▶ WRITTEN PROBLEM
Rewrite the records below as a JSON list of strings, one string per line, leaving out any blank lines.

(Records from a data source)
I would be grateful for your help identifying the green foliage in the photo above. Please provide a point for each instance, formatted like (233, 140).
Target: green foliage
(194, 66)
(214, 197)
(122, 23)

▶ COMPLETED TASK
[
  "I would be grateful for your help identifying the green foliage in the photo above. Please provide a point for each instance, formatted like (233, 140).",
  "Target: green foliage",
  "(194, 66)",
  "(214, 197)",
  "(122, 23)"
]